Try it
Through the line with "box: [286, 299, 317, 351]" and starting from the first line, return the records below word for word, with pictures left out.

[Stored items from a collection]
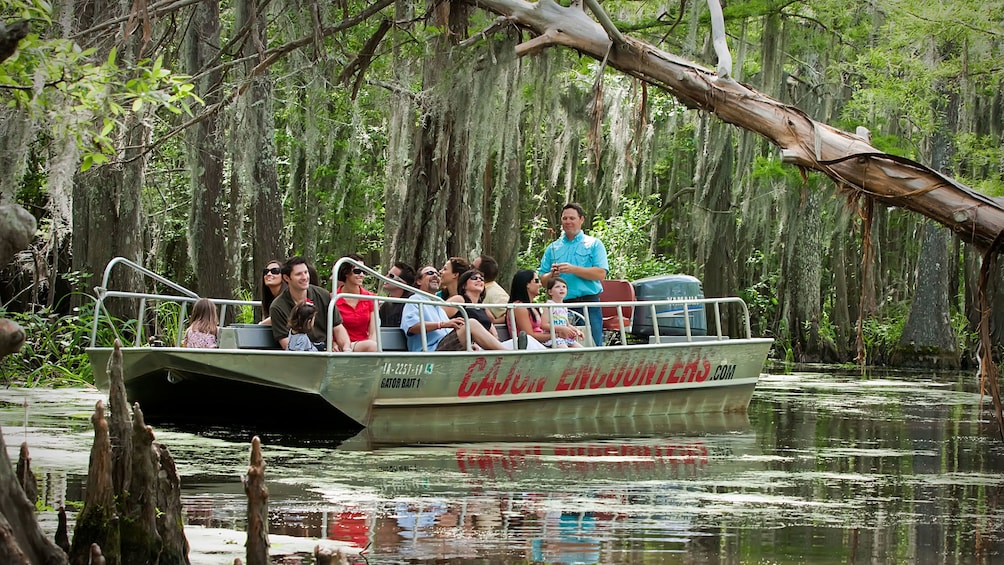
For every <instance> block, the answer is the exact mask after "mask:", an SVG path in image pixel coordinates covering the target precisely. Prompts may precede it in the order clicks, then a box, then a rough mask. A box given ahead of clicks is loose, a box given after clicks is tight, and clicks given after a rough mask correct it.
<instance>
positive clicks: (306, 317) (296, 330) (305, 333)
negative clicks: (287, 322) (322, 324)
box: [286, 299, 317, 351]
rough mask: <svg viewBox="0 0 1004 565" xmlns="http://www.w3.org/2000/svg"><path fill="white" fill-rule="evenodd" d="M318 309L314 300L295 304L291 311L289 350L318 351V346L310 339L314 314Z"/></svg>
mask: <svg viewBox="0 0 1004 565" xmlns="http://www.w3.org/2000/svg"><path fill="white" fill-rule="evenodd" d="M316 313H317V309H316V308H314V305H313V302H312V301H310V300H309V299H308V300H304V301H303V302H300V303H298V304H296V305H295V306H293V309H292V310H291V311H290V312H289V320H288V323H289V342H288V343H287V344H286V350H287V351H316V350H317V346H316V345H314V344H313V343H312V342H311V341H310V336H309V335H308V334H309V333H310V330H311V329H313V319H314V314H316Z"/></svg>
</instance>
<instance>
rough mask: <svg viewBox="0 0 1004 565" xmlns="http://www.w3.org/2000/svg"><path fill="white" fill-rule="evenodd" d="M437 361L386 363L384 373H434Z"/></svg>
mask: <svg viewBox="0 0 1004 565" xmlns="http://www.w3.org/2000/svg"><path fill="white" fill-rule="evenodd" d="M435 366H436V363H390V362H388V363H384V371H383V373H384V374H391V375H394V376H421V375H423V374H432V373H433V368H434V367H435Z"/></svg>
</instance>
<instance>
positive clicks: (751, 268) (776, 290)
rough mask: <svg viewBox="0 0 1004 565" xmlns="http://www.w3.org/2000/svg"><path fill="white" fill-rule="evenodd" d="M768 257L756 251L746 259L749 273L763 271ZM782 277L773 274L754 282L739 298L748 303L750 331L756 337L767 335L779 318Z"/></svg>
mask: <svg viewBox="0 0 1004 565" xmlns="http://www.w3.org/2000/svg"><path fill="white" fill-rule="evenodd" d="M766 259H767V258H766V256H765V255H764V253H763V252H762V251H760V250H754V252H753V254H752V255H751V256H750V257H749V258H748V259H746V264H747V270H748V271H749V272H759V271H761V270H762V269H763V264H764V263H765V262H766ZM779 280H780V275H779V274H778V273H777V272H771V273H770V274H769V275H768V276H767V277H766V278H764V279H761V280H759V281H756V282H754V283H753V284H752V285H751V286H749V287H747V288H745V289H743V290H742V291H740V293H739V296H740V297H741V298H742V299H743V301H744V302H746V306H747V308H749V311H750V329H751V330H752V331H753V333H754V334H755V335H767V333H768V330H769V329H770V325H771V321H772V320H774V319H776V317H777V306H778V301H777V288H778V283H779Z"/></svg>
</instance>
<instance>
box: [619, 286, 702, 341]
mask: <svg viewBox="0 0 1004 565" xmlns="http://www.w3.org/2000/svg"><path fill="white" fill-rule="evenodd" d="M632 284H633V285H634V286H635V299H636V300H670V299H682V298H695V299H698V298H704V290H702V289H701V281H700V280H698V279H697V278H696V277H692V276H690V275H658V276H655V277H647V278H644V279H640V280H637V281H635V282H633V283H632ZM687 312H688V315H689V316H690V324H691V335H707V334H708V318H707V317H706V316H705V311H704V304H688V305H687ZM656 316H657V318H658V323H659V333H660V335H678V336H679V335H686V334H687V326H686V322H685V321H684V305H683V304H675V305H664V306H656ZM655 333H656V332H655V329H654V328H653V323H652V307H651V306H639V307H637V308H635V320H634V323H633V325H632V335H635V336H637V337H641V338H644V339H648V338H649V337H652V336H653V335H655Z"/></svg>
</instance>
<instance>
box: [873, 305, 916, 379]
mask: <svg viewBox="0 0 1004 565" xmlns="http://www.w3.org/2000/svg"><path fill="white" fill-rule="evenodd" d="M909 314H910V304H909V303H906V302H904V303H897V304H889V305H887V306H886V307H885V308H883V311H882V312H881V313H876V314H875V315H873V316H871V317H868V318H866V319H865V320H864V324H863V326H862V331H861V337H862V338H863V340H864V356H865V359H866V362H867V363H868V364H883V363H887V362H889V360H890V359H891V358H892V355H893V351H894V350H895V349H896V347H897V346H898V345H899V344H900V338H901V337H903V328H904V326H906V325H907V317H908V316H909Z"/></svg>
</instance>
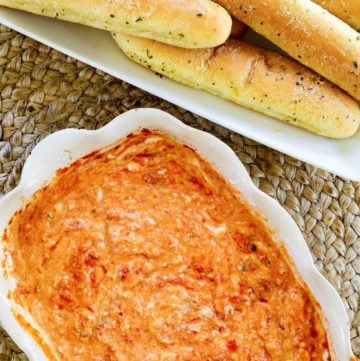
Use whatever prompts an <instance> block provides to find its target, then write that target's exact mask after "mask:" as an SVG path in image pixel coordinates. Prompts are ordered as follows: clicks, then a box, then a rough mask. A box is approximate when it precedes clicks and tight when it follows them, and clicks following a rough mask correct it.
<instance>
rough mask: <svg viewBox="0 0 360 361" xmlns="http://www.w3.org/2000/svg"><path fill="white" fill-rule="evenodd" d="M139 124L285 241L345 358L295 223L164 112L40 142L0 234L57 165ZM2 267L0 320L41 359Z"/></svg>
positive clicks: (58, 167) (225, 146) (10, 265)
mask: <svg viewBox="0 0 360 361" xmlns="http://www.w3.org/2000/svg"><path fill="white" fill-rule="evenodd" d="M139 128H149V129H158V130H162V131H164V132H168V133H169V134H172V135H173V136H175V137H176V138H177V139H179V140H180V141H182V142H184V143H186V144H188V145H190V146H191V147H193V148H194V149H196V150H197V151H198V153H199V154H200V155H201V156H202V157H204V158H205V159H207V160H208V161H209V162H210V163H212V164H213V165H214V167H215V168H216V169H217V170H218V171H219V172H220V173H221V174H223V176H225V177H226V178H227V179H228V180H229V181H230V182H231V183H233V184H234V185H235V187H236V188H237V189H238V190H239V191H240V193H241V194H242V196H243V197H244V199H246V200H247V201H248V202H249V203H250V204H252V205H253V206H254V207H255V209H257V210H258V211H259V212H260V213H261V214H262V215H263V216H264V217H265V219H267V221H268V224H269V226H270V228H271V229H273V230H274V231H275V239H276V240H277V241H279V242H283V243H284V244H285V247H286V249H287V251H288V253H289V255H290V257H291V258H292V259H293V261H294V264H295V266H296V268H297V270H298V272H299V273H300V275H301V277H302V278H303V279H304V281H305V282H306V284H307V285H308V286H309V288H310V290H311V292H312V293H313V295H314V296H315V298H316V299H317V301H318V302H319V304H320V305H321V307H322V310H323V314H324V316H325V323H326V327H327V330H328V334H329V336H330V343H331V347H332V350H333V352H334V357H335V360H337V361H348V360H349V359H351V357H353V354H352V351H351V346H350V333H349V325H348V322H347V315H346V312H345V308H344V306H343V303H342V301H341V299H340V297H339V295H338V294H337V293H336V291H335V289H334V288H333V287H332V286H331V285H330V284H329V282H328V281H327V280H326V279H325V278H324V277H323V276H322V275H321V274H320V273H319V272H318V271H317V269H316V268H315V265H314V263H313V260H312V257H311V254H310V251H309V249H308V247H307V245H306V242H305V240H304V238H303V237H302V235H301V232H300V230H299V229H298V228H297V226H296V224H295V222H294V221H293V220H292V219H291V217H290V216H289V215H288V213H286V211H285V210H284V209H283V208H282V207H281V206H280V205H279V204H278V203H277V202H276V201H275V200H273V199H272V198H270V197H269V196H267V195H266V194H265V193H263V192H261V191H259V190H258V189H257V188H256V187H255V185H254V184H253V183H252V181H251V179H250V177H249V175H248V173H247V172H246V170H245V168H244V166H243V165H242V163H241V162H240V161H239V159H238V158H237V156H236V155H235V153H234V152H233V151H232V150H231V149H230V148H229V147H228V146H227V145H225V144H224V143H223V142H221V141H220V140H218V139H217V138H215V137H214V136H212V135H210V134H208V133H205V132H202V131H199V130H196V129H193V128H191V127H188V126H186V125H184V124H183V123H182V122H180V121H179V120H177V119H176V118H174V117H172V116H170V115H169V114H167V113H165V112H162V111H159V110H155V109H137V110H132V111H129V112H127V113H124V114H122V115H120V116H118V117H117V118H115V119H114V120H113V121H111V122H110V123H109V124H107V125H106V126H105V127H103V128H101V129H99V130H94V131H89V130H78V129H66V130H62V131H59V132H56V133H54V134H52V135H50V136H48V137H47V138H46V139H44V140H43V141H42V142H40V143H39V144H38V145H37V146H36V147H35V149H34V150H33V152H32V153H31V155H30V156H29V158H28V160H27V161H26V163H25V166H24V169H23V173H22V177H21V181H20V184H19V185H18V186H17V187H16V188H15V189H14V190H13V191H11V192H10V193H8V194H7V195H6V196H4V197H3V198H2V199H0V236H1V235H2V234H3V232H4V229H5V227H6V225H7V223H8V221H9V220H10V218H11V217H12V215H13V214H14V212H15V211H16V210H18V209H19V208H21V207H22V206H23V205H24V203H25V202H26V201H27V200H28V199H29V198H30V197H31V196H32V194H33V193H34V192H35V191H36V190H38V189H39V188H41V186H42V185H44V184H45V183H46V182H47V181H49V180H50V179H51V178H52V176H53V174H54V172H55V171H56V170H57V169H59V168H62V167H64V166H66V165H68V164H69V163H71V162H73V161H74V160H76V159H77V158H80V157H82V156H84V155H86V154H88V153H90V152H92V151H94V150H96V149H99V148H101V147H104V146H106V145H109V144H112V143H114V142H116V141H117V140H119V139H120V138H122V137H124V136H126V135H127V134H129V133H131V132H134V131H136V130H138V129H139ZM3 246H4V245H3V244H2V243H1V242H0V264H2V263H3V262H1V261H2V260H3V259H4V258H5V257H4V252H3ZM4 267H11V265H10V264H8V265H7V266H4V265H3V266H0V322H1V323H2V325H3V327H4V328H5V329H6V330H7V332H8V333H9V335H10V336H11V337H12V338H13V339H14V341H15V342H16V343H17V344H18V345H19V347H20V348H22V349H23V350H24V352H25V353H26V354H27V355H28V357H29V359H30V360H31V361H46V360H47V358H46V356H45V354H44V353H43V352H42V350H41V348H40V347H39V346H38V345H37V343H36V342H35V340H34V339H33V338H32V336H31V334H30V333H28V332H27V331H26V330H25V329H24V328H23V327H22V326H21V325H20V324H19V323H18V322H17V320H16V319H15V317H14V315H13V310H16V311H17V312H20V313H21V314H23V315H24V317H25V318H26V320H28V321H29V322H30V323H31V322H32V321H31V318H30V316H29V315H28V314H26V312H24V310H21V309H20V308H19V306H18V305H16V304H14V303H13V301H11V300H9V298H8V297H7V293H8V291H9V289H11V288H12V287H13V286H14V284H15V281H14V280H13V279H10V280H8V279H7V278H6V277H5V273H4V272H5V269H4ZM34 326H35V325H34ZM35 327H36V326H35ZM44 340H45V337H44Z"/></svg>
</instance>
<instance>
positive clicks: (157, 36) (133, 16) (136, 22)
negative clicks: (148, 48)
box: [0, 0, 231, 48]
mask: <svg viewBox="0 0 360 361" xmlns="http://www.w3.org/2000/svg"><path fill="white" fill-rule="evenodd" d="M1 5H4V6H8V7H10V8H15V9H20V10H25V11H29V12H32V13H34V14H38V15H45V16H50V17H53V18H58V19H62V20H68V21H72V22H75V23H79V24H83V25H89V26H93V27H96V28H100V29H105V30H110V31H117V32H123V33H126V34H132V35H137V36H142V37H145V38H151V39H156V40H159V41H162V42H164V43H168V44H173V45H176V46H181V47H184V48H207V47H211V46H216V45H219V44H222V43H223V42H224V41H225V40H226V39H227V38H228V36H229V35H230V30H231V17H230V15H229V14H228V13H227V12H226V11H225V10H224V9H223V8H222V7H220V6H219V5H217V4H216V3H214V2H213V1H210V0H191V1H187V0H176V1H174V0H152V1H147V0H137V1H134V0H81V1H76V0H0V6H1Z"/></svg>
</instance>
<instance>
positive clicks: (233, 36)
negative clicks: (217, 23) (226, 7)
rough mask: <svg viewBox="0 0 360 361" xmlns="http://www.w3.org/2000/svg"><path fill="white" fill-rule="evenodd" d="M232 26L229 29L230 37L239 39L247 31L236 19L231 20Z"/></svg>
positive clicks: (237, 20) (235, 18)
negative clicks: (229, 31)
mask: <svg viewBox="0 0 360 361" xmlns="http://www.w3.org/2000/svg"><path fill="white" fill-rule="evenodd" d="M232 22H233V25H232V27H231V35H230V36H231V37H232V38H241V37H242V36H243V35H244V34H245V31H246V29H247V26H246V25H245V24H244V23H242V22H241V21H239V20H238V19H236V18H234V17H233V18H232Z"/></svg>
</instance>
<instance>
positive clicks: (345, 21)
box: [313, 0, 360, 30]
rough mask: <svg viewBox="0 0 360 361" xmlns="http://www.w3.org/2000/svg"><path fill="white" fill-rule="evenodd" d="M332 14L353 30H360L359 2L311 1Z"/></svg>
mask: <svg viewBox="0 0 360 361" xmlns="http://www.w3.org/2000/svg"><path fill="white" fill-rule="evenodd" d="M313 1H315V2H316V3H318V4H319V5H321V6H322V7H323V8H325V9H328V10H329V11H330V12H331V13H332V14H334V15H336V16H337V17H338V18H340V19H342V20H343V21H345V22H346V23H348V24H349V25H351V26H352V27H353V28H354V29H356V30H360V1H359V0H313Z"/></svg>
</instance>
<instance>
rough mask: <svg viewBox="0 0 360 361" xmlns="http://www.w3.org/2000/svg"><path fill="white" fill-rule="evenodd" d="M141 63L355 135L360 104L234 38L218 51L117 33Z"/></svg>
mask: <svg viewBox="0 0 360 361" xmlns="http://www.w3.org/2000/svg"><path fill="white" fill-rule="evenodd" d="M113 36H114V38H115V40H116V41H117V43H118V45H119V46H120V48H121V49H122V50H123V51H124V53H125V54H126V55H127V56H128V57H130V58H131V59H133V60H134V61H136V62H137V63H139V64H141V65H143V66H146V67H148V68H150V69H152V70H153V71H155V72H158V73H160V74H163V75H165V76H167V77H169V78H170V79H173V80H176V81H178V82H180V83H183V84H185V85H189V86H191V87H194V88H197V89H202V90H205V91H207V92H209V93H212V94H215V95H218V96H220V97H222V98H224V99H227V100H230V101H233V102H235V103H237V104H240V105H242V106H244V107H246V108H250V109H254V110H256V111H258V112H260V113H263V114H267V115H270V116H272V117H274V118H277V119H280V120H283V121H285V122H288V123H290V124H294V125H296V126H299V127H302V128H305V129H307V130H310V131H312V132H315V133H318V134H321V135H325V136H327V137H332V138H345V137H349V136H351V135H353V134H354V133H355V132H356V130H357V129H358V127H359V124H360V109H359V107H358V105H357V102H356V101H355V100H354V99H353V98H351V97H350V96H349V95H347V94H346V93H344V92H343V91H342V90H341V89H339V88H338V87H336V86H335V85H333V84H331V83H330V82H328V81H326V80H324V79H323V78H321V77H320V76H318V75H317V74H315V73H314V72H312V71H311V70H309V69H307V68H305V67H304V66H302V65H301V64H298V63H297V62H295V61H294V60H291V59H287V58H285V57H283V56H281V55H279V54H277V53H274V52H270V51H267V50H264V49H261V48H259V47H257V46H255V45H252V44H249V43H245V42H241V41H238V40H235V39H230V40H228V41H227V42H226V43H225V45H223V46H220V47H218V48H213V49H181V48H177V47H174V46H170V45H166V44H162V43H159V42H156V41H152V40H148V39H143V38H137V37H132V36H127V35H122V34H113Z"/></svg>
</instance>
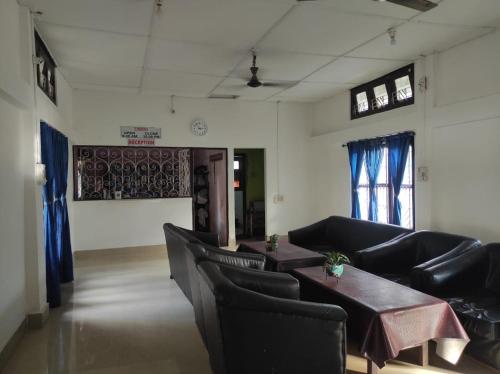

Completed task
For every <instance> block, the answer is the exact mask after "mask:", an SVG path in image pixel coordinates covering the target precisely. Prompts may precede it in the order clicks, then a box, then a rough mask. A box given ahead of clicks is loose, a box given after clicks is tight, and clicks given after a rough mask correct it.
<instance>
positive clicks: (306, 317) (296, 330) (305, 333)
negative clicks: (287, 322) (322, 324)
box: [286, 299, 317, 351]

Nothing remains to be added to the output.